◆ **WHAT YOU HAVE TO DO**
Render the lines below as a Markdown table with two columns, Row for the row number and Line for the line itself. Omit any blank lines.

++++++++++

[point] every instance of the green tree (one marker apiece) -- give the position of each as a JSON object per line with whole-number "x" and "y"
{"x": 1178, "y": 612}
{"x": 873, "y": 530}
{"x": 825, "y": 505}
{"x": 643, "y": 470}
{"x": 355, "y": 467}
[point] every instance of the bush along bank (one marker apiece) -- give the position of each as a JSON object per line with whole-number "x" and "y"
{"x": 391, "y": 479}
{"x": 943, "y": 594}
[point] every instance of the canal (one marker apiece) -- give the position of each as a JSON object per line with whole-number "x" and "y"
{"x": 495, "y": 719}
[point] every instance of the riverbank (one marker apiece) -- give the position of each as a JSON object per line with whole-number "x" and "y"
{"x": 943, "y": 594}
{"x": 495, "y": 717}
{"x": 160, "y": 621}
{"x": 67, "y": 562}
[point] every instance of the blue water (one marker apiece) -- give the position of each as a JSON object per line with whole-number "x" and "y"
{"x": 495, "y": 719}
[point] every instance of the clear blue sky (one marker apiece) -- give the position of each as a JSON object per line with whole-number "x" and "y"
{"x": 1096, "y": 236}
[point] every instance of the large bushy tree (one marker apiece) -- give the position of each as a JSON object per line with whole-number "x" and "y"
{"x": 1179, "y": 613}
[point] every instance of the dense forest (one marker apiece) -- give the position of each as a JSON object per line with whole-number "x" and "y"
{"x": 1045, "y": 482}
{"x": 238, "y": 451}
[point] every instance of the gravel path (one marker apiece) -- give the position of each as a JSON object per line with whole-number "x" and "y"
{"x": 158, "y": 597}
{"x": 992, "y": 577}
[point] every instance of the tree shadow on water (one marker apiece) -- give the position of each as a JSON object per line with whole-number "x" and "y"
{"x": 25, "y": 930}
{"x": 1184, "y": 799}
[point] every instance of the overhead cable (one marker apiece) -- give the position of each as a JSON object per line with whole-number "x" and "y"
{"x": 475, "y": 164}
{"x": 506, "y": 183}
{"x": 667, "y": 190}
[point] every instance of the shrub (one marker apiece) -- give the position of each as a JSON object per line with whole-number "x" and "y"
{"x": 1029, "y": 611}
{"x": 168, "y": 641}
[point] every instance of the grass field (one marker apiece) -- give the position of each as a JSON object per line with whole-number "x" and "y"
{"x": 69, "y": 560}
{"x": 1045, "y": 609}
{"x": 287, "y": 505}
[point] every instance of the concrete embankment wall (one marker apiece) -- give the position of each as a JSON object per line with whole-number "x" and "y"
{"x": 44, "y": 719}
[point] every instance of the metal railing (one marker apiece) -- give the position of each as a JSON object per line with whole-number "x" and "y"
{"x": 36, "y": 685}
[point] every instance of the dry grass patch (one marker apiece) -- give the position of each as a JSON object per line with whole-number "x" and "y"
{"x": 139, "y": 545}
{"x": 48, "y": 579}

++++++++++

◆ **ANSWER TO THE TASK**
| Row | Line |
|---|---|
| 1 | [point] every instance of the green tree (one marker apiece) -- give the position of each as a JSON object per line with whole-number "x" and "y" |
| 2 | {"x": 1178, "y": 612} |
| 3 | {"x": 873, "y": 530} |
| 4 | {"x": 825, "y": 505} |
| 5 | {"x": 643, "y": 470} |
| 6 | {"x": 355, "y": 467} |
| 7 | [point] every instance of the bush along bank (one marker apiece) -- give the position of each as a JSON object per line with whole-number "x" and "y" |
| 8 | {"x": 391, "y": 479} |
| 9 | {"x": 943, "y": 594} |
| 10 | [point] every instance of the canal (one marker apiece) -- give the position of each as a JSON object per line with whole-number "x" and "y" |
| 11 | {"x": 495, "y": 719} |
| 12 | [point] every instance of the riverbank (one marker apiece) -- give the position of each as a JSON object per line with whole-number "x" and "y" |
| 13 | {"x": 943, "y": 594} |
| 14 | {"x": 495, "y": 717} |
| 15 | {"x": 160, "y": 621} |
| 16 | {"x": 67, "y": 562} |
| 17 | [point] every instance of the blue water (one marker apiece) -- give the position of each as a JSON object per line with whole-number "x" and "y" |
| 18 | {"x": 495, "y": 719} |
| 19 | [point] every instance of the clear blue sky (one marker apiece) -- give the position of each as a JSON object per line with whole-number "x" and "y" |
| 20 | {"x": 1096, "y": 236} |
| 21 | [point] every instance of the large bushy tree (one marker apiece) -- give the position of each as a JSON object per line with whole-number "x" and "y" |
| 22 | {"x": 1179, "y": 613} |
| 23 | [point] every instance of the dense forest (one marker apiece) -- give the position of each as a JSON object per line with whole-number "x" and "y" |
| 24 | {"x": 1045, "y": 482} |
| 25 | {"x": 238, "y": 451} |
| 26 | [point] every instance of the gravel path (one marker apiece) -- give the position of each as a JSON object per line with whole-number "x" and "y" |
| 27 | {"x": 158, "y": 597} |
| 28 | {"x": 992, "y": 577} |
| 29 | [point] every instance of the tree shadow on water (one marker apiece) -- give the position of each as a JSON object per line with whole-number "x" and "y" |
| 30 | {"x": 25, "y": 930} |
| 31 | {"x": 1184, "y": 799} |
| 32 | [point] every instance of the overhead cable (one marker apiece) -- give the position of each as a JSON object per line with whole-number "x" and "y" |
| 33 | {"x": 475, "y": 164} |
| 34 | {"x": 506, "y": 183} |
| 35 | {"x": 667, "y": 190} |
| 36 | [point] every instance of the shrub (one marker apiece) -- give the position of each as a JSON object per line with whole-number "x" and "y" |
| 37 | {"x": 1029, "y": 611} |
| 38 | {"x": 168, "y": 641} |
| 39 | [point] every instance of the grass field (one marker apiece) -- give the position of each as a JSON object per line with whole-number "x" and "y" |
| 40 | {"x": 69, "y": 560} |
| 41 | {"x": 1045, "y": 609} |
| 42 | {"x": 287, "y": 505} |
| 43 | [point] every instance of the concrete embankment wall (one marker apiece) -- give the position of each as a JSON object per line with whole-number "x" and "y" |
| 44 | {"x": 44, "y": 719} |
| 45 | [point] every instance of the metal railing (one marker apiece) -- give the position of each as a JSON object per line with whole-number "x" and "y" |
| 46 | {"x": 36, "y": 685} |
| 47 | [point] every instance of the dry grass patch (one marker apiece) -- give the position of each as a JSON object per line with whole-number "x" and "y" |
| 48 | {"x": 139, "y": 545} |
| 49 | {"x": 48, "y": 579} |